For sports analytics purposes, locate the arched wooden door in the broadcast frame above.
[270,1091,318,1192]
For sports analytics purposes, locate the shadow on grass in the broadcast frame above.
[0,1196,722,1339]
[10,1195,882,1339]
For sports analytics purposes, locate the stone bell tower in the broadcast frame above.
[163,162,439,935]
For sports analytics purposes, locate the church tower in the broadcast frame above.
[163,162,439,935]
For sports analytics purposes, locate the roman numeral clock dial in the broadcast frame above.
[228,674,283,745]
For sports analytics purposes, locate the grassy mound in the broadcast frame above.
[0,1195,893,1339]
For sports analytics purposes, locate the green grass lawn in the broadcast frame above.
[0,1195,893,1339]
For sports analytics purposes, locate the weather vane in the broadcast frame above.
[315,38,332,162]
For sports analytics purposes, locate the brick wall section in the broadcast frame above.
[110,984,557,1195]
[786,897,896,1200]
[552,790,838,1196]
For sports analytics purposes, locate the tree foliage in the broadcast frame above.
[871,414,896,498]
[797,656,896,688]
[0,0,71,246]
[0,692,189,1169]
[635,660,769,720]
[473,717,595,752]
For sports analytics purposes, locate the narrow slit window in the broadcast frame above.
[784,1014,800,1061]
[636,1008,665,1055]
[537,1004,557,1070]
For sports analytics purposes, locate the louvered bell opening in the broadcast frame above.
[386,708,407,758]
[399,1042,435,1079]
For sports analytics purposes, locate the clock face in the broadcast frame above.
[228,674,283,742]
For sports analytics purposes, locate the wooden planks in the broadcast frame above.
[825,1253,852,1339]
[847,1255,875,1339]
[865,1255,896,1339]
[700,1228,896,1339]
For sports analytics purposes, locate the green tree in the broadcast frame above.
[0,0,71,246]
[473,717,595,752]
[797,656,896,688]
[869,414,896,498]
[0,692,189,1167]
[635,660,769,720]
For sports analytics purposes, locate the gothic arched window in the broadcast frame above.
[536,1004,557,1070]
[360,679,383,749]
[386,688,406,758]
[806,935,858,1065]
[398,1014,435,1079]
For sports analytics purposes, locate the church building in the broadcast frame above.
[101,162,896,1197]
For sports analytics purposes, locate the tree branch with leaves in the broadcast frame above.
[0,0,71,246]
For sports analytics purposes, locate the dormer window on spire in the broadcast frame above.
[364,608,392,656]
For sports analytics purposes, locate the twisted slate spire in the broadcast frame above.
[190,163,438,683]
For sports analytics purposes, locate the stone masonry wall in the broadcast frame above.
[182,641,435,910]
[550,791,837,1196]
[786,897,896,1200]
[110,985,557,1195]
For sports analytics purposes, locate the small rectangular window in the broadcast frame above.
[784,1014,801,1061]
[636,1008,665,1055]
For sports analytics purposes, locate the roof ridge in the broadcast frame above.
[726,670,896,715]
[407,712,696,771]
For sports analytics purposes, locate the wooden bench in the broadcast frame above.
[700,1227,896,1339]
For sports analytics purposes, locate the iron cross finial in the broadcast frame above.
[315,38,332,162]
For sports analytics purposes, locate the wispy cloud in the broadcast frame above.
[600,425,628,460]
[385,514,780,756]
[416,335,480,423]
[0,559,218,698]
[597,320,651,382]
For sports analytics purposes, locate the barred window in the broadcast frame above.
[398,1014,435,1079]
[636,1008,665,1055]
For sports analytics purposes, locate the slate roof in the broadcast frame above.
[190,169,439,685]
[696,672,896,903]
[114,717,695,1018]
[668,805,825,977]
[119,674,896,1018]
══════
Given task: Render every item above as a JSON array of strings, with one string for each line and any blank lines left out.

Correct output:
[
  "For sports analytics purposes, locate the arched wooden door in the broadcast frame above.",
  "[270,1091,318,1192]",
  "For sports analytics purposes, locate the shadow on grass in the broadcast frame above.",
  "[0,1196,722,1339]",
  "[10,1195,882,1339]",
  "For sports analytics purposes, locate the stone bell tower in the broadcast frame above.",
  "[163,162,439,935]",
  "For sports analytics purposes, locate the church tower in the broadcast frame above.",
  "[163,162,439,935]",
  "For sports analytics purposes, locate the roman numeral clock dial in the broadcast frame above.",
  "[228,674,283,745]",
  "For sports analytics purposes, locate the grassy mound in the broadcast frame above.",
  "[0,1195,893,1339]",
  "For sports analytics purposes, locate the green grass lawn in the broadcast frame above.",
  "[0,1195,893,1339]",
  "For sports analytics purposes, locate the weather vane in the broadcast frame above.",
  "[315,38,332,162]",
  "For sports analytics purposes, locate the brick wall section in the broadcast frame above.",
  "[110,984,557,1195]",
  "[786,897,896,1200]",
  "[552,790,838,1196]",
  "For sports analytics purposes, locate the tree foliage in the broadcast frame above.",
  "[871,414,896,498]",
  "[797,656,896,688]",
  "[0,0,71,246]",
  "[0,692,189,1169]",
  "[635,660,769,720]",
  "[473,717,595,752]",
  "For sports analytics purposes, locate the narrow slit window in the broadcast frame above.",
  "[784,1014,800,1061]",
  "[636,1008,665,1055]",
  "[537,1004,557,1070]",
  "For sports analytics purposes, locate the louvered bell opening in the broadcast frame above.",
  "[386,708,407,758]",
  "[399,1042,435,1079]",
  "For sports analytics purposes, locate the clock face in the broadcast frame above.",
  "[228,674,283,742]",
  "For sports analytics purposes, locate the wooden planks in the broadcast frame above.",
  "[825,1253,852,1339]",
  "[847,1255,875,1339]",
  "[865,1255,896,1339]",
  "[700,1228,896,1339]",
  "For sports analytics purposes, locate the green tree in the broadcast frame above.",
  "[0,0,71,246]",
  "[473,717,595,752]",
  "[797,656,896,688]",
  "[869,414,896,498]",
  "[0,692,189,1167]",
  "[635,660,769,720]",
  "For sports analytics purposes, locate the gothic arched window in the broadcast frame above.",
  "[536,1004,557,1070]",
  "[360,679,383,749]",
  "[386,688,406,758]",
  "[806,935,858,1065]",
  "[398,1014,435,1079]",
  "For sports analytics purposes, locate the church building in the broadcast frame above.",
  "[101,162,896,1197]",
  "For sports analytics purposes, locate the tree branch with leaves in the broadcast frame above.",
  "[0,0,71,246]",
  "For sports analytics purposes, locate the dormer window on spire in the broadcast frame above.",
  "[364,608,392,656]",
  "For sports analytics purposes, locate the twisted slate spire in the broadcast frame above.",
  "[190,163,438,683]",
  "For sports analytics purposes, locate the stone masonry wall in the broadcast frame above.",
  "[182,641,435,910]",
  "[550,791,837,1196]",
  "[786,897,896,1200]",
  "[110,985,557,1195]",
  "For sports analytics purposes, locate the small rectangular window in the broadcast frame above.",
  "[784,1014,801,1061]",
  "[636,1008,665,1055]",
  "For sports analytics purposes, locate the roof ridge in the broadcast frame above.",
  "[726,670,896,715]",
  "[407,712,696,771]",
  "For sports analytics purposes, locate the wooden bench in the broadcast frame above.",
  "[700,1227,896,1339]",
  "For sports analytics purposes, locate the iron cross finial in the broadcast frame above.",
  "[315,38,332,162]",
  "For sports analytics purposes, locate the wispy cloud in the broadcast frame above.",
  "[600,425,628,460]",
  "[385,514,780,756]",
  "[416,335,480,423]",
  "[0,559,218,698]",
  "[597,320,651,382]",
  "For sports analytics purposes, locate the barred window in the broadcast frame above.",
  "[398,1014,435,1079]",
  "[636,1008,665,1055]",
  "For sports analytics purposes, locate the slate roof in the broadcast frame above.",
  "[190,169,439,685]",
  "[696,672,896,903]",
  "[114,717,695,1018]",
  "[668,805,825,977]",
  "[119,674,896,1018]"
]